• [TASK INSTRUCTIONS] Locate the line that contains "sheep's mouth, written". Reproduce it and all following lines up to the end of the material, exactly and with nothing added.

:::::

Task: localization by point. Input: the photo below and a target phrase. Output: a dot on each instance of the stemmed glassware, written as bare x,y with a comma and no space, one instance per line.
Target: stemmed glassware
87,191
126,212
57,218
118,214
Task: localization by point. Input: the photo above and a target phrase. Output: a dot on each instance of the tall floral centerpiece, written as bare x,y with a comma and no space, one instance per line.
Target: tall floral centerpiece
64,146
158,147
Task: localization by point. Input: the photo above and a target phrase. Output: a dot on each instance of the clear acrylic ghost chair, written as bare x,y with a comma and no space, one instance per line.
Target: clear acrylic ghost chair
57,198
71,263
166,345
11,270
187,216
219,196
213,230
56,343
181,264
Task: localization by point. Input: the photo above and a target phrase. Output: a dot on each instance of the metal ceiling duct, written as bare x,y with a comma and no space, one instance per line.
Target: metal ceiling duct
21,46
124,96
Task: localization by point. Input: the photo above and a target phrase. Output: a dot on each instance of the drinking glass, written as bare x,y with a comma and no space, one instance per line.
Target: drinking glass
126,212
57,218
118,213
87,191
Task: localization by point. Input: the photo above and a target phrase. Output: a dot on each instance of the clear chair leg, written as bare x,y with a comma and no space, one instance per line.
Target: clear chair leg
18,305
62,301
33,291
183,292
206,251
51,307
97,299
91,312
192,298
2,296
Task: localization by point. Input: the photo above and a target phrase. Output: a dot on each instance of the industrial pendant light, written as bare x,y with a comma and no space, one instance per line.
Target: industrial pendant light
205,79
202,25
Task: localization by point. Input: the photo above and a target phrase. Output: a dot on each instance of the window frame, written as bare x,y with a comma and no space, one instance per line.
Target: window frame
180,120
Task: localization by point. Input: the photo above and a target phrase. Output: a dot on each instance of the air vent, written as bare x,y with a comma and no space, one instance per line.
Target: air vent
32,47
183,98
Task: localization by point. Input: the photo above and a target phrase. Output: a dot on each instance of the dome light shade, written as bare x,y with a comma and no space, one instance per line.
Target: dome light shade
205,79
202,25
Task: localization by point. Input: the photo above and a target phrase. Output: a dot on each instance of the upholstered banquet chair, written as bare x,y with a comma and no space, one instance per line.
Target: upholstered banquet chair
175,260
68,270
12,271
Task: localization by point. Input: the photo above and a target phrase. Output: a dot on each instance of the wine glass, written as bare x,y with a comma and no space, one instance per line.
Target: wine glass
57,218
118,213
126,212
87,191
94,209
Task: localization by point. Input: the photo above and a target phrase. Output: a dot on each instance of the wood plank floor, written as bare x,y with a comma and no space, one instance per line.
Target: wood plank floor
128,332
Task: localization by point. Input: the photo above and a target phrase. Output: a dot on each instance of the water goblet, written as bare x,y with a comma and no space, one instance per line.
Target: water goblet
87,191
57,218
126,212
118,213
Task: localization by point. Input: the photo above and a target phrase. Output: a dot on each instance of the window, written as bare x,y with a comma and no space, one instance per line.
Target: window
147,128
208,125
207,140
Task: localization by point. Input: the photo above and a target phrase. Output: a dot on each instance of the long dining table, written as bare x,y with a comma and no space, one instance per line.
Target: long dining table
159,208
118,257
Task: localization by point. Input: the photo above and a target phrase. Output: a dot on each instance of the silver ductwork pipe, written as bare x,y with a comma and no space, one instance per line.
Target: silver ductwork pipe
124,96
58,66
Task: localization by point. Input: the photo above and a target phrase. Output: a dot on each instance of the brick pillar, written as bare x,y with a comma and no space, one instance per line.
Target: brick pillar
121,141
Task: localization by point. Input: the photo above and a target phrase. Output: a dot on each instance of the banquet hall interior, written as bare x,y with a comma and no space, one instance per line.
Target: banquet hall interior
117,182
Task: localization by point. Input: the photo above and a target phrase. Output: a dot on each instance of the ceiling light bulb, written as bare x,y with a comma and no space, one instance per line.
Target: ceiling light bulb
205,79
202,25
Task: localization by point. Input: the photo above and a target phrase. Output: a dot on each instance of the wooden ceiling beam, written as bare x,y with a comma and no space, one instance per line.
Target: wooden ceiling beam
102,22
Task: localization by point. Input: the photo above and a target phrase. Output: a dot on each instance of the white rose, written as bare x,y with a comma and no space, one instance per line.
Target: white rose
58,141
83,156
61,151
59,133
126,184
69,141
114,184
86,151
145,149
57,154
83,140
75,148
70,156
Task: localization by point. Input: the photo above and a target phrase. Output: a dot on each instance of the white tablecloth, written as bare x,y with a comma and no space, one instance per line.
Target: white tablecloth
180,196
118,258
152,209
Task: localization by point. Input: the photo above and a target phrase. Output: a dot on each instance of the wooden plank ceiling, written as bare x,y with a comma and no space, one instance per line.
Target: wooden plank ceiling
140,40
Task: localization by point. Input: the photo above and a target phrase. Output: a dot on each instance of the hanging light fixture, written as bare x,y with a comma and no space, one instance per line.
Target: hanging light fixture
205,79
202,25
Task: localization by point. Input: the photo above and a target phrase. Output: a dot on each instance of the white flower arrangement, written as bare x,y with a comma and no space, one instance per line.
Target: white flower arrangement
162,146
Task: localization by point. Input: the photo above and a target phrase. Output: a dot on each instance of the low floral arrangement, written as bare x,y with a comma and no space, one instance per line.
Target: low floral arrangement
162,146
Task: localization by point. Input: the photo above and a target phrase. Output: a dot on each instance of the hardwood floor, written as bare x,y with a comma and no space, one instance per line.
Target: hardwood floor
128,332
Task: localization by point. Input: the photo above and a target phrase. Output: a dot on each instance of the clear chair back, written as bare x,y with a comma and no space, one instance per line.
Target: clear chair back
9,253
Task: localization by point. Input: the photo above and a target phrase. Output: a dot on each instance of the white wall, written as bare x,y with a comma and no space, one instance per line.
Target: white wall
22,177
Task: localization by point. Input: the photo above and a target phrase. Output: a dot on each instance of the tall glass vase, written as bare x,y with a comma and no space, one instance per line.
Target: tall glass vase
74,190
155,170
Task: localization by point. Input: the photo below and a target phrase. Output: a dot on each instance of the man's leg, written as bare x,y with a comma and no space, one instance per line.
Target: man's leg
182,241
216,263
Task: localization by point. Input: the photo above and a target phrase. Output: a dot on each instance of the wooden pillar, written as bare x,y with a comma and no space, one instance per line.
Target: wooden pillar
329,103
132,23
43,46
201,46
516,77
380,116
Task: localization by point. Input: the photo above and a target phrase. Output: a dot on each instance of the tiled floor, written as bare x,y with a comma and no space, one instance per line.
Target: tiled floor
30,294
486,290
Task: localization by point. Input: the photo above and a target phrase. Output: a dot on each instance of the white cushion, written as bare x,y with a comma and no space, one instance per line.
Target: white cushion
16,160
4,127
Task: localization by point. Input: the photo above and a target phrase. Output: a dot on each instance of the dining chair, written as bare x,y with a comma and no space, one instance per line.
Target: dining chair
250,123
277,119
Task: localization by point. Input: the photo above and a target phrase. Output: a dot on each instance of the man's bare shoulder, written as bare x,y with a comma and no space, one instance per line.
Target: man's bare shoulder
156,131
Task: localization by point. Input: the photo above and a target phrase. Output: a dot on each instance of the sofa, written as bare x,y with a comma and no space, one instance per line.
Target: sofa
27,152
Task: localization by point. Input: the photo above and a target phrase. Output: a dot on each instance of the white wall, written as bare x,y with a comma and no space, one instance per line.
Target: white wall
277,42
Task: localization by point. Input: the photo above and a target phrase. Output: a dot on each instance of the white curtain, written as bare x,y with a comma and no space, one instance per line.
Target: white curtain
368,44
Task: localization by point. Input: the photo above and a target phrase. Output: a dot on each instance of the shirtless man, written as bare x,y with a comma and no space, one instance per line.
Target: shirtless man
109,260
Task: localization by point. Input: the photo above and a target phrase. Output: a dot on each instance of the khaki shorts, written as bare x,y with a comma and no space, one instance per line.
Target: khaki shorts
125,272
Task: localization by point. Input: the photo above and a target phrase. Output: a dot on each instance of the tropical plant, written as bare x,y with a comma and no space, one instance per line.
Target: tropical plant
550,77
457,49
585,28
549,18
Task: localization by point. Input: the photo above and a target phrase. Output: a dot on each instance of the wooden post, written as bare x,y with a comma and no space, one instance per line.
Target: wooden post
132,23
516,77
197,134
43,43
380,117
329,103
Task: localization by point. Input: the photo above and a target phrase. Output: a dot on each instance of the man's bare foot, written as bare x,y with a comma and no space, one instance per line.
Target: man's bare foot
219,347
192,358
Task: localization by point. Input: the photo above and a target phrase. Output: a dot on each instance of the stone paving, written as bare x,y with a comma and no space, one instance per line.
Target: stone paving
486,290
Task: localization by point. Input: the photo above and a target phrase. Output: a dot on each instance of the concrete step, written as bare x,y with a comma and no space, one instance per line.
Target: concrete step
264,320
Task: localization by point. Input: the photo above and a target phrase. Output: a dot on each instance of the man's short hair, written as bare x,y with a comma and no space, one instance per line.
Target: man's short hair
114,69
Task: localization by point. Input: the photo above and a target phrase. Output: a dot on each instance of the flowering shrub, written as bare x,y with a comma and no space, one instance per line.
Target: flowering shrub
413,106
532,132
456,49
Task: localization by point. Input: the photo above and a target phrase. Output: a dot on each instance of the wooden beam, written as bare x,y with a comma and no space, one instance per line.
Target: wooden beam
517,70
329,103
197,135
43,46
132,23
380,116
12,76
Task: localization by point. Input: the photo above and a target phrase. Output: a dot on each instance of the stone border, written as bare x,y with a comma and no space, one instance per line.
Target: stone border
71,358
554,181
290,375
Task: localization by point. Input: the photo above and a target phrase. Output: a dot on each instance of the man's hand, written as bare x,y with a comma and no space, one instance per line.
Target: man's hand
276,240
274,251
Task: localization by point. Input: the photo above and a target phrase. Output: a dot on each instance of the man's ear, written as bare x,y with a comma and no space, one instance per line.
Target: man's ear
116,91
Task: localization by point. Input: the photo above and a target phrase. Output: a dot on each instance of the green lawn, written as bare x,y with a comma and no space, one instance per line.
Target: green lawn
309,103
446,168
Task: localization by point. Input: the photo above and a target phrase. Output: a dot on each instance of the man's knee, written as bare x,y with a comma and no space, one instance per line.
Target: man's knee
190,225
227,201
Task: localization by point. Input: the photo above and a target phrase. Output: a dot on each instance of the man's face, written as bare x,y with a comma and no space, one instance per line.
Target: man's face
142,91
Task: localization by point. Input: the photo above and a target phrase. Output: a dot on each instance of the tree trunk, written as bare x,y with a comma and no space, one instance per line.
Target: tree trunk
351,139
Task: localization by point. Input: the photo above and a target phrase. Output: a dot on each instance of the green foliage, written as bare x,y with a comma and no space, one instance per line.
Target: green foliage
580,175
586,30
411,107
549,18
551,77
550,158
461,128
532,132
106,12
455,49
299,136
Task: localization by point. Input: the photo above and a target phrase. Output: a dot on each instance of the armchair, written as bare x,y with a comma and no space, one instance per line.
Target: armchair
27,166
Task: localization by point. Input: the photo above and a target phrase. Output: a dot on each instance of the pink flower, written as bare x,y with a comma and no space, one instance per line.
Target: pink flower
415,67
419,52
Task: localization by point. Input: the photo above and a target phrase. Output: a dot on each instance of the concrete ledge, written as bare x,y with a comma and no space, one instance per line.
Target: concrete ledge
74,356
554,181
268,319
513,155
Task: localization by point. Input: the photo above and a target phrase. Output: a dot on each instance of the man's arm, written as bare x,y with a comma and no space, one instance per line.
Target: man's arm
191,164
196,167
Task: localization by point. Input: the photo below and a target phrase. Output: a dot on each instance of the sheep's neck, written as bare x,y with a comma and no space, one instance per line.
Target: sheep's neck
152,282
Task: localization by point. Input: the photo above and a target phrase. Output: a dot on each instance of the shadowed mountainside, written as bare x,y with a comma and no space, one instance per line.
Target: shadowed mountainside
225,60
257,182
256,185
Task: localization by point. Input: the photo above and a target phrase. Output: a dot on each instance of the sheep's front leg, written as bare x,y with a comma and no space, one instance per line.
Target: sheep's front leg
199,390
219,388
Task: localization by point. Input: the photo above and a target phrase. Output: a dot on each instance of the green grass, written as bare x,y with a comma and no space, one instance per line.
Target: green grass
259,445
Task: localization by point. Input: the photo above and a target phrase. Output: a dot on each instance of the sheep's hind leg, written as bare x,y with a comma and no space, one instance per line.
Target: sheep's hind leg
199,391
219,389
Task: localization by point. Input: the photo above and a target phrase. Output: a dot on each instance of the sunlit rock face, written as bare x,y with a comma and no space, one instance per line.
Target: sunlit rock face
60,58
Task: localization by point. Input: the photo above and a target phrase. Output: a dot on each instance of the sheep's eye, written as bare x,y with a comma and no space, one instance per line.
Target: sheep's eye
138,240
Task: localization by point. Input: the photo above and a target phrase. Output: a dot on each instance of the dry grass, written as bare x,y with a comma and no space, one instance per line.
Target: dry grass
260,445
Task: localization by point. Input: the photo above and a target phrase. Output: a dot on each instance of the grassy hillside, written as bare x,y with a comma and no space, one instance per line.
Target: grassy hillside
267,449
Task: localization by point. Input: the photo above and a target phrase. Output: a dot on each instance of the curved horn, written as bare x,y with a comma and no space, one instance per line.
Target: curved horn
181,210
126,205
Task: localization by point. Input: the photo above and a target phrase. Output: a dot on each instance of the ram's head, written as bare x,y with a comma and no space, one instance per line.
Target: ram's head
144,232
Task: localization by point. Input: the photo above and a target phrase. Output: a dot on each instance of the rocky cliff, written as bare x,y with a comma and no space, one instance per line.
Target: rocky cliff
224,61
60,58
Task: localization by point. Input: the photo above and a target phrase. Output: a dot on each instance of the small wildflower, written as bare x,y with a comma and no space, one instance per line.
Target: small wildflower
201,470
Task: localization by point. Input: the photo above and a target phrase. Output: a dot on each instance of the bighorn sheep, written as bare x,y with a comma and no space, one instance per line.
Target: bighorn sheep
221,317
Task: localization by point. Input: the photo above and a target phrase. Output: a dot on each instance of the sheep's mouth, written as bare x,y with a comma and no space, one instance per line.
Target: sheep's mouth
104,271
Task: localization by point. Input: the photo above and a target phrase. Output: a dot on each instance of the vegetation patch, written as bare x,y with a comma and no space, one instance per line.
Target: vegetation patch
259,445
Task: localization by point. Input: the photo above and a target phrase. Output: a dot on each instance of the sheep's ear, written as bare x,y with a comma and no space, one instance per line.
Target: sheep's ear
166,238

:::::

• [ANSWER]
Task: localization by point. Input: the photo above and a target phrase. Output: a dot on each instance of the sheep's mouth, written as bare x,y with a comma and no space, one instance per line.
Target: sheep's mouth
104,271
Task: localization by point. Input: the photo above and a target phrase. Output: a dot on each instance of the vegetation patch, written as bare x,y with a comma and no space, one instance per line.
Target: vegetation patch
259,445
Task: localization by point. Input: the photo above and a target phrase. Output: a dot on each instance of the sheep's ear, written as bare x,y with a comma and no space, one instance per line.
Target: sheep's ear
166,238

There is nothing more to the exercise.